Data items:
##############################

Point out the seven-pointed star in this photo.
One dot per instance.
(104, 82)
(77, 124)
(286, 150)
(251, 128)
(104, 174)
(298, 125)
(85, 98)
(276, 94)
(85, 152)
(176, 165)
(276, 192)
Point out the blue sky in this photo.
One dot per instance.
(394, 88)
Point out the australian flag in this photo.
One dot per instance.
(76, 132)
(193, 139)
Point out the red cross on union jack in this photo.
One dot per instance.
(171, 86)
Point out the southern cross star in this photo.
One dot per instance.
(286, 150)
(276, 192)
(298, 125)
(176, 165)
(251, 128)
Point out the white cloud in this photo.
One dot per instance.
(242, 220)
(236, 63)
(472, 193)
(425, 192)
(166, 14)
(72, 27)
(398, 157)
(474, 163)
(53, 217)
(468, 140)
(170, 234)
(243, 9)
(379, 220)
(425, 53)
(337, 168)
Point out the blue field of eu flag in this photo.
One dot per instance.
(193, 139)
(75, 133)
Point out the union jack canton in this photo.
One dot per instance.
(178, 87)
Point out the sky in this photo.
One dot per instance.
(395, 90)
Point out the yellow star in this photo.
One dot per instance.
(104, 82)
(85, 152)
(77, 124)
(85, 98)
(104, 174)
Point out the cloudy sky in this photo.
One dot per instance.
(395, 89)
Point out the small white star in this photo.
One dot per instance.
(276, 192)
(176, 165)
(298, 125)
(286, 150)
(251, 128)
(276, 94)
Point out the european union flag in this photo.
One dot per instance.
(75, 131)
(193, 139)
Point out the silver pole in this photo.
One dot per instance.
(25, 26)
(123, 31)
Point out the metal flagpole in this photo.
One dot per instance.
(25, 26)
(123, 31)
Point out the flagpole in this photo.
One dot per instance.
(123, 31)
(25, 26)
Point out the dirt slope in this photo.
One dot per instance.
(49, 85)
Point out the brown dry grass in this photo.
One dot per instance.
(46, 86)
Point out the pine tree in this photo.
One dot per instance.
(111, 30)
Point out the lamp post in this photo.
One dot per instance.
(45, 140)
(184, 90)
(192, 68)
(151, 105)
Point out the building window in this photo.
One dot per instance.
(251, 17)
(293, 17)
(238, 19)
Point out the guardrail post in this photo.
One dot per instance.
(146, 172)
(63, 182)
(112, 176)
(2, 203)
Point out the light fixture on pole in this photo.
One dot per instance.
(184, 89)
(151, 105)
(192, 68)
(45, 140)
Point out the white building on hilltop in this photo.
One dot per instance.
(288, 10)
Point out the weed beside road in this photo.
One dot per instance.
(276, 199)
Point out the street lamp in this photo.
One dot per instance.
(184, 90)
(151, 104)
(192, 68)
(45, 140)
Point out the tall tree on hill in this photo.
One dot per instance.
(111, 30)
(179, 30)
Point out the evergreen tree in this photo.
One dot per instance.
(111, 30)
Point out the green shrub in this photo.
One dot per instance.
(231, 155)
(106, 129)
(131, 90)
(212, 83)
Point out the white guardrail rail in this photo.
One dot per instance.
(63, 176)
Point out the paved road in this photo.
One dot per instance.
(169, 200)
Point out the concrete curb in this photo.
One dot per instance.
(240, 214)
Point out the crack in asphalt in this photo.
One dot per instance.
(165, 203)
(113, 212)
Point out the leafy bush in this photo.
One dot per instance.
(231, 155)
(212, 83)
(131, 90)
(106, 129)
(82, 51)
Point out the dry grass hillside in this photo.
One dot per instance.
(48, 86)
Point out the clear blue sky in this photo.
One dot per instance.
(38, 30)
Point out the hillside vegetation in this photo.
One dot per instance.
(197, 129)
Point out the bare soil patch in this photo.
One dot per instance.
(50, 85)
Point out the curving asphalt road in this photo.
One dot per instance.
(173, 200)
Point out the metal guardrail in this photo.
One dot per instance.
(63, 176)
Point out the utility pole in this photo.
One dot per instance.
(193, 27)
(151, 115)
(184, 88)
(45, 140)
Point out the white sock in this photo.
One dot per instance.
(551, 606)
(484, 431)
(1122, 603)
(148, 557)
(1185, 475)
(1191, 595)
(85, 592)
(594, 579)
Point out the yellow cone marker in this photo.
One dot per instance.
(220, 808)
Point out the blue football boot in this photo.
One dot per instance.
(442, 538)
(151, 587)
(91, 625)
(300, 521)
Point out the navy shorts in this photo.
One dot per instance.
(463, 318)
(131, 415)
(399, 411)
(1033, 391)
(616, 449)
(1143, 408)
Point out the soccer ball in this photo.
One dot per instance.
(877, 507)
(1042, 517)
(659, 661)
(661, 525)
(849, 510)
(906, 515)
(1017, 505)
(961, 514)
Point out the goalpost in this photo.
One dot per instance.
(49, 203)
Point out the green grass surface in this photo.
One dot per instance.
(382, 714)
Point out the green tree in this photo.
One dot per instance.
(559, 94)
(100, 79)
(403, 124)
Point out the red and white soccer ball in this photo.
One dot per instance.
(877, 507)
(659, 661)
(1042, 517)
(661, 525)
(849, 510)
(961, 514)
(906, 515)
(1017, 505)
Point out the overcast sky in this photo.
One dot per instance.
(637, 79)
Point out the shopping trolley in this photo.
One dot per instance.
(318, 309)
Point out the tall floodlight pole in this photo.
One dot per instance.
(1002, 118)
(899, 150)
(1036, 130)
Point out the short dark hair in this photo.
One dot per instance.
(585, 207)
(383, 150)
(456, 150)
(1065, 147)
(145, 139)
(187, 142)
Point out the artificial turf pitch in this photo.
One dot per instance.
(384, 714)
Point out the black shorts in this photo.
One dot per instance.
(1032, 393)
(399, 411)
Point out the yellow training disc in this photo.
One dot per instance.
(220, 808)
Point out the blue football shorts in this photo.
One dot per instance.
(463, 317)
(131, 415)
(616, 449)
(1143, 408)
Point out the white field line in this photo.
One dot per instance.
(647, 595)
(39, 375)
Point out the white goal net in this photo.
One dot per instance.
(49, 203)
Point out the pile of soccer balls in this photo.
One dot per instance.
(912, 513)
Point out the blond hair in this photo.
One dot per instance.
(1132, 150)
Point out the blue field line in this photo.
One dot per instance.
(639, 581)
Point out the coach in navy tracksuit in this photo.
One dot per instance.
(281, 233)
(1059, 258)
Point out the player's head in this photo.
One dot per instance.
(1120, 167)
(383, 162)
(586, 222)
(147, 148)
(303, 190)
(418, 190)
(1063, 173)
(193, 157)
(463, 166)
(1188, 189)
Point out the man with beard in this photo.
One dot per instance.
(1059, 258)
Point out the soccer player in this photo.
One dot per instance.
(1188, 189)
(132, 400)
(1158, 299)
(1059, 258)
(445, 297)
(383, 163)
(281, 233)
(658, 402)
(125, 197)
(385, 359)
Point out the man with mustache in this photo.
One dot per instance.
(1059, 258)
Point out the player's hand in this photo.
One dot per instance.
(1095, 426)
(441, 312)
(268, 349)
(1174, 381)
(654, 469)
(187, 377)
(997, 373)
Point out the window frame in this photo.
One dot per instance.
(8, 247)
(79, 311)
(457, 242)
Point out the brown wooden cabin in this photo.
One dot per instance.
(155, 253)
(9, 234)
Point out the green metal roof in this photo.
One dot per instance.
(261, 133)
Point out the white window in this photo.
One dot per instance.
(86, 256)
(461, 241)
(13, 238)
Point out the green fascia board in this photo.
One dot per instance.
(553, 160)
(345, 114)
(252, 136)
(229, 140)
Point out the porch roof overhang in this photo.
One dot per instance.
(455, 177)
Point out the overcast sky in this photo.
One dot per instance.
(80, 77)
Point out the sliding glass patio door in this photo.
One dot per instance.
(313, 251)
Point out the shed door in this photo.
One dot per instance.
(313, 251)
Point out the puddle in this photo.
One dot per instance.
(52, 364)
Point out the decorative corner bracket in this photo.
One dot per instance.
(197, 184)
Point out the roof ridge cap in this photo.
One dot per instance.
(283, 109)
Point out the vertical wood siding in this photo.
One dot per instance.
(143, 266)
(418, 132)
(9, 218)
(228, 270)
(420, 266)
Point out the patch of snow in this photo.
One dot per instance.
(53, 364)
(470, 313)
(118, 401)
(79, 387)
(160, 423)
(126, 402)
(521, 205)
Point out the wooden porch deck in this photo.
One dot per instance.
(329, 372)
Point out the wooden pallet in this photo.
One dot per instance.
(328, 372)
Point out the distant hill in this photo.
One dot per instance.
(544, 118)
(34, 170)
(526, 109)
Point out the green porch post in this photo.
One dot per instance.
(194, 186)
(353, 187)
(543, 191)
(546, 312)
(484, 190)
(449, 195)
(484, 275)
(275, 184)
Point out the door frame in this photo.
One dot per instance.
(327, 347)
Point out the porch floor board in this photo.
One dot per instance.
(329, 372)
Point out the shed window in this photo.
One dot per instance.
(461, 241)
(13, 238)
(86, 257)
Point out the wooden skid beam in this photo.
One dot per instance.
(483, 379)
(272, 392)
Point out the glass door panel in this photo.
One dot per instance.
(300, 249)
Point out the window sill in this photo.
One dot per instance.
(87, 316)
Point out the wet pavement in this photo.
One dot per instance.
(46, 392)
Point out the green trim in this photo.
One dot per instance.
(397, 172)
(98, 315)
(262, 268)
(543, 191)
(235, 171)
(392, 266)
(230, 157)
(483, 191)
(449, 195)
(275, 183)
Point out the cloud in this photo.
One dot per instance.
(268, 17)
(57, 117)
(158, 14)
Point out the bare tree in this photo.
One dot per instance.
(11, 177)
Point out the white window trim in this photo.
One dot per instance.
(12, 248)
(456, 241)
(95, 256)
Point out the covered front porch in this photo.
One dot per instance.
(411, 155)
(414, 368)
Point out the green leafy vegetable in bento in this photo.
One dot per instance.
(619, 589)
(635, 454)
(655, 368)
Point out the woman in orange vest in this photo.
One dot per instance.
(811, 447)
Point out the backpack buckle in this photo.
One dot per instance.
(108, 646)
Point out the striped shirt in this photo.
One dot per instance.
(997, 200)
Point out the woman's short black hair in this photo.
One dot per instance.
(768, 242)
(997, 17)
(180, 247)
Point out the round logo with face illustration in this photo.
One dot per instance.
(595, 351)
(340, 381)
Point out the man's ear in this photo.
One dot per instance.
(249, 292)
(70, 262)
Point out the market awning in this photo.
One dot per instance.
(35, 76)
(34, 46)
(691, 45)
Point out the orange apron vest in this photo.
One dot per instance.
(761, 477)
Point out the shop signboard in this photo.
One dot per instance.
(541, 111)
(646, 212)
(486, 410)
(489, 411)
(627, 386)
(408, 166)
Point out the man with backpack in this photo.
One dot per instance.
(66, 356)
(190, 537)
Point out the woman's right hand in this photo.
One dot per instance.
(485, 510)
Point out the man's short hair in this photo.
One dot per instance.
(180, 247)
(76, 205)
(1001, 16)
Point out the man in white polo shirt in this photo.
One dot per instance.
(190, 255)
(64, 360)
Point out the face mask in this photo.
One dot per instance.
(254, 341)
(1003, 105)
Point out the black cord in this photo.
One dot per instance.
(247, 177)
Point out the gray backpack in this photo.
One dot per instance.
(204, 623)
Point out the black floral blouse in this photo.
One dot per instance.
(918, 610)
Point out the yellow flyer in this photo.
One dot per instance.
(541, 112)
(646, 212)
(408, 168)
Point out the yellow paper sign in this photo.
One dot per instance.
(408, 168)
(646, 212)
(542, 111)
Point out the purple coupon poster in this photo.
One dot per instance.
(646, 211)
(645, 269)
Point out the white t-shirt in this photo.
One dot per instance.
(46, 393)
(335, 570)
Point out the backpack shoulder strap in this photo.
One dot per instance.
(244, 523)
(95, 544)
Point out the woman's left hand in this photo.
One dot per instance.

##############################

## Task description
Reproduce only the lines running from the one that contains "Point out the shop signboard in this photo." to the last line of the records.

## Response
Point out the shop signboard in this photo.
One dot per instance.
(541, 111)
(646, 212)
(486, 410)
(489, 411)
(627, 386)
(408, 166)
Point out the man with backpack in this photo.
One dot per instance.
(66, 356)
(190, 537)
Point out the woman's right hand in this photo.
One dot per instance.
(485, 510)
Point out the man's short hair in this photo.
One dot per instance.
(180, 247)
(76, 205)
(1001, 16)
Point out the man in white polo shirt in this photo.
One dot per instance.
(190, 255)
(64, 360)
Point out the face mask in this photo.
One dot per instance.
(254, 341)
(1003, 105)
Point out the black cord in this photo.
One dot per instance.
(247, 177)
Point out the gray backpack in this photo.
One dot per instance.
(204, 623)
Point out the black floral blouse in this photo.
One dot per instance.
(918, 610)
Point out the yellow flyer in this photo.
One dot per instance.
(541, 112)
(646, 212)
(408, 168)
Point out the yellow paper sign in this photo.
One dot per instance.
(408, 168)
(646, 212)
(542, 111)
Point out the purple coupon poster in this photo.
One dot per instance.
(646, 211)
(645, 269)
Point out the white t-shirt in this photo.
One dot per instance.
(46, 393)
(335, 570)
Point out the backpack shoulder strap in this photo.
One dot per instance.
(244, 523)
(95, 544)
Point out the woman's left hand in this photo.
One dot per instance.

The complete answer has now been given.